----- MATERIAL SHOWN

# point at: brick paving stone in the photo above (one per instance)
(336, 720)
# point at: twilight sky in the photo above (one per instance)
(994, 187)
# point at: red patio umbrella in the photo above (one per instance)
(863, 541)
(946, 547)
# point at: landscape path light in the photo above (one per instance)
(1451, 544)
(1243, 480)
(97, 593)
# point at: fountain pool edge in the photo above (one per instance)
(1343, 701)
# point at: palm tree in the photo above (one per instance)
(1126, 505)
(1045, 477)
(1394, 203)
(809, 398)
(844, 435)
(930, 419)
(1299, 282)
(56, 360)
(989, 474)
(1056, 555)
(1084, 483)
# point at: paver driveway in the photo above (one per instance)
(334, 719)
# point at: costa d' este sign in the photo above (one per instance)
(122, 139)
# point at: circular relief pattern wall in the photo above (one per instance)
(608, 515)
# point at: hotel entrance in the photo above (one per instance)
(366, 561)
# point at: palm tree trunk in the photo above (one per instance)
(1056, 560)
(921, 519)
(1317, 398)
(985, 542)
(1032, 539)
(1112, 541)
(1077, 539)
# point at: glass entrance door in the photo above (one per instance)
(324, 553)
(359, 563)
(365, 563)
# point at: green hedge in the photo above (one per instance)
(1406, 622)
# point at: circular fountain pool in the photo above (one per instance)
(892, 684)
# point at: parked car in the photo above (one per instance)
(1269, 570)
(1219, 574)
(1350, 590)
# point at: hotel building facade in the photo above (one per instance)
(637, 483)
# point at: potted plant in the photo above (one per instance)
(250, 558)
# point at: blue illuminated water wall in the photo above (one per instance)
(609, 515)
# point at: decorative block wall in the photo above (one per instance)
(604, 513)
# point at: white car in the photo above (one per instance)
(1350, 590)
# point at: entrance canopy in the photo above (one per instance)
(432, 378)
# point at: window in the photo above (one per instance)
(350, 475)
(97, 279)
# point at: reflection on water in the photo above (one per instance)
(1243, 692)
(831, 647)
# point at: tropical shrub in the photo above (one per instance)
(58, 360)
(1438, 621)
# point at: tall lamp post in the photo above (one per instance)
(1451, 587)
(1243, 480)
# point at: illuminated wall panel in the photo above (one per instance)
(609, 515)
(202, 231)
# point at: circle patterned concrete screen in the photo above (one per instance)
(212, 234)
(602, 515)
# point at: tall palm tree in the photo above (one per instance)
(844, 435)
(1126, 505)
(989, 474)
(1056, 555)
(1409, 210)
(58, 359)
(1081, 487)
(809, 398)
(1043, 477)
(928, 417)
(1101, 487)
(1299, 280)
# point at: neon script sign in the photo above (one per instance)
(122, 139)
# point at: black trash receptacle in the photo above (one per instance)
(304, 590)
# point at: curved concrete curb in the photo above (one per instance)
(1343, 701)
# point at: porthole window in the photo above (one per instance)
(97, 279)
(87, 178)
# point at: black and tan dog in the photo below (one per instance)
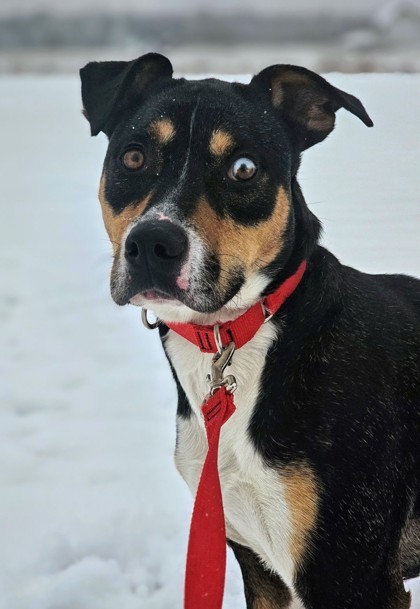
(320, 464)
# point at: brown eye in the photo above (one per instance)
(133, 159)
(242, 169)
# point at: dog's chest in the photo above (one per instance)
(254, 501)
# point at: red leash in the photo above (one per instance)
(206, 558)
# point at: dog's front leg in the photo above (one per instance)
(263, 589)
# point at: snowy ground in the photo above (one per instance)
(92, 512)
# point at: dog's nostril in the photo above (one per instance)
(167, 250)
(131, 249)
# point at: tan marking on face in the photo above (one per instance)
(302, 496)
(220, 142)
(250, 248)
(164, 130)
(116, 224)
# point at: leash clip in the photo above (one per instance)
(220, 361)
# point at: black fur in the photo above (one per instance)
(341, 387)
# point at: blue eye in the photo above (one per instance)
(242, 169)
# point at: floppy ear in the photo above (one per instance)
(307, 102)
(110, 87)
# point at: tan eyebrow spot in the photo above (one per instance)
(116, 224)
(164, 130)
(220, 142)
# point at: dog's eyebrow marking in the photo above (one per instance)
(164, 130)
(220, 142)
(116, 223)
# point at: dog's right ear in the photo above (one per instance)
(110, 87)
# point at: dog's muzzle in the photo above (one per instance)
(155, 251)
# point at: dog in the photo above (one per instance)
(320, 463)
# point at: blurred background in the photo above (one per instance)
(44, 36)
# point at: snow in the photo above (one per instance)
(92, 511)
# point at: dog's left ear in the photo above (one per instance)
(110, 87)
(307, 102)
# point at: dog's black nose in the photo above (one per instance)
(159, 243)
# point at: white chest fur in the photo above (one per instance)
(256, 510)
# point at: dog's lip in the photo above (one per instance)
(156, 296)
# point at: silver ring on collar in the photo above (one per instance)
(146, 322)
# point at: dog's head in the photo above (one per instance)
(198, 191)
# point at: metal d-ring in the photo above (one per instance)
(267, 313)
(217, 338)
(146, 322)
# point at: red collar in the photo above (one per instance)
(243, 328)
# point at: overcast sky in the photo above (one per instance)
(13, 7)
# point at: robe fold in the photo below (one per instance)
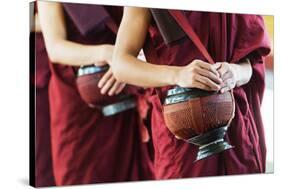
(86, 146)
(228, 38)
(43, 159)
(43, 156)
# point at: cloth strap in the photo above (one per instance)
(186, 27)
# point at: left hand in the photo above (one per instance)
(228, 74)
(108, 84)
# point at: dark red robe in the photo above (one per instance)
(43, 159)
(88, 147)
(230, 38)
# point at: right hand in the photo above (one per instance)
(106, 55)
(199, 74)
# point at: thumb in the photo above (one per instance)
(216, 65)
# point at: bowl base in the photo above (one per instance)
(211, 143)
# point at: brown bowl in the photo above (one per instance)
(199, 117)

----------

**YOUR INSTRUCTIONS**
Copy every line above exactly; images stay out.

**SOLUTION FOR THIS PROBLEM**
# point at: brick paving stone in the photo above (one per instance)
(336, 720)
# point at: twilight sky in the photo above (one per instance)
(994, 187)
# point at: red patio umbrella in the photo above (one per instance)
(863, 541)
(946, 547)
# point at: landscape path light in the photo above (one per instance)
(1451, 544)
(1243, 480)
(97, 593)
# point at: fountain pool edge in the photo above (one per instance)
(1343, 701)
# point at: palm tree in the photo above (one per instance)
(1126, 505)
(1045, 477)
(1394, 203)
(809, 398)
(844, 435)
(930, 419)
(1299, 282)
(56, 360)
(989, 474)
(1056, 555)
(1084, 483)
# point at: paver driveway in the photo above (one per instance)
(334, 719)
# point at: costa d' este sign in the photo above (one per instance)
(122, 139)
# point at: circular relief pattern wall in the photo above (one per instance)
(608, 515)
# point at: hotel entrance in the photo above (one per instance)
(366, 561)
# point at: palm tree trunk in the photo above (one per instance)
(1056, 560)
(921, 519)
(1317, 398)
(985, 542)
(1032, 539)
(1112, 541)
(1077, 539)
# point at: glass entrance door in the photo above (one per instance)
(324, 553)
(359, 563)
(365, 563)
# point at: green hedge in the photo above (one per instance)
(1406, 622)
# point at: circular fountain pool in the photo above (one per instance)
(892, 684)
# point at: parked car in the photo above (one per instance)
(1269, 570)
(1219, 574)
(1350, 590)
# point at: hotel building facade in the photo above (one per instance)
(637, 483)
# point at: potted plant in the photo above (one per instance)
(250, 558)
# point at: blue illuminated water wall in the photo above (one per instance)
(609, 515)
# point at: decorative block wall in the photo above (one per instance)
(604, 513)
# point at: white car in the photo above (one per instance)
(1350, 590)
# point at: entrance canopy in the photo above (one per instance)
(432, 378)
# point at: window in the photo above (one per instance)
(350, 475)
(97, 279)
# point at: reflection on water in the photo above (one per instance)
(1243, 692)
(831, 647)
# point at: tropical shrub in the photo above (one per instance)
(58, 360)
(1438, 621)
# point at: tall lamp post in the photo above (one per instance)
(1451, 587)
(1243, 480)
# point at: illuminated wall panel in the photo above (one per instance)
(609, 515)
(202, 231)
# point at: circle patterned concrete screen in the photo above (one per instance)
(212, 234)
(602, 515)
# point at: tall palm tree in the photo above (one per instance)
(844, 435)
(1126, 505)
(989, 474)
(1056, 555)
(1409, 210)
(58, 359)
(1081, 487)
(809, 398)
(1043, 477)
(928, 417)
(1101, 487)
(1299, 280)
# point at: neon script sign in the photo above (one per instance)
(122, 139)
# point at: black trash receptacle in the photo above (one per instance)
(304, 590)
# point at: curved concrete curb in the photo above (one per instance)
(1343, 701)
# point at: porthole window in the photo above (one per instance)
(97, 279)
(87, 178)
# point at: black and tan dog in the photo below (one per instance)
(320, 464)
# point at: brown eye in the photo above (one per instance)
(133, 159)
(242, 169)
# point at: dog's chest in the photo above (one per instance)
(254, 501)
# point at: red leash in the photo above (one per instance)
(206, 558)
# point at: dog's front leg in the photo above (one per instance)
(263, 589)
# point at: snowy ground in the photo above (one per instance)
(92, 512)
# point at: dog's nostril in the photo above (one per instance)
(167, 250)
(131, 249)
# point at: tan marking on face in the photo above (one per instance)
(302, 496)
(220, 142)
(250, 248)
(164, 130)
(116, 224)
# point at: leash clip in the photo above (one per instance)
(220, 361)
# point at: black fur in the photo above (one per instance)
(341, 387)
# point at: blue eye in the photo above (one per instance)
(242, 169)
# point at: floppy ear in the photo above (one per instance)
(307, 102)
(110, 87)
# point at: tan eyebrow spot in the photo above (one per instance)
(116, 224)
(164, 130)
(220, 142)
# point at: dog's eyebrow marking in the photo above (one per instance)
(164, 130)
(220, 142)
(116, 223)
# point at: dog's right ear in the photo above (one per instance)
(110, 87)
# point at: dog's muzzle in the photo above (one per instance)
(155, 251)
# point at: dog in the photo above (one per instance)
(320, 463)
# point at: blurred background in the photo above (one per instance)
(44, 36)
# point at: snow in the photo above (one per instance)
(92, 511)
# point at: dog's left ear in the photo above (one per instance)
(110, 87)
(307, 102)
# point at: dog's black nose in the photo above (one per instance)
(159, 243)
# point at: white chest fur in the photo above (one per instance)
(256, 510)
# point at: dog's lip in the photo above (one per instance)
(156, 296)
# point at: silver ring on collar in the photo above (one per instance)
(146, 322)
# point at: dog's head in the photo above (one per instance)
(198, 191)
# point at: metal d-ring in the photo above (one per instance)
(267, 313)
(217, 338)
(146, 322)
# point at: red collar in the photo above (one per instance)
(243, 328)
# point at: overcast sky in the photo above (one per instance)
(13, 7)
# point at: robe fold in the photo below (one per instance)
(86, 146)
(228, 38)
(43, 159)
(43, 156)
# point at: cloth strap in the photo above (one per instance)
(186, 27)
# point at: left hand in the photo above (one per instance)
(228, 74)
(108, 84)
# point at: dark red robe in the photo above (one per instance)
(43, 159)
(88, 147)
(230, 38)
# point at: right hand in the photo above (one per instance)
(106, 55)
(199, 74)
# point at: thumb in the photo above (one per instance)
(216, 65)
# point at: bowl base in the photo above (one per instance)
(211, 143)
# point at: brown bowl in the photo above (one per instance)
(199, 117)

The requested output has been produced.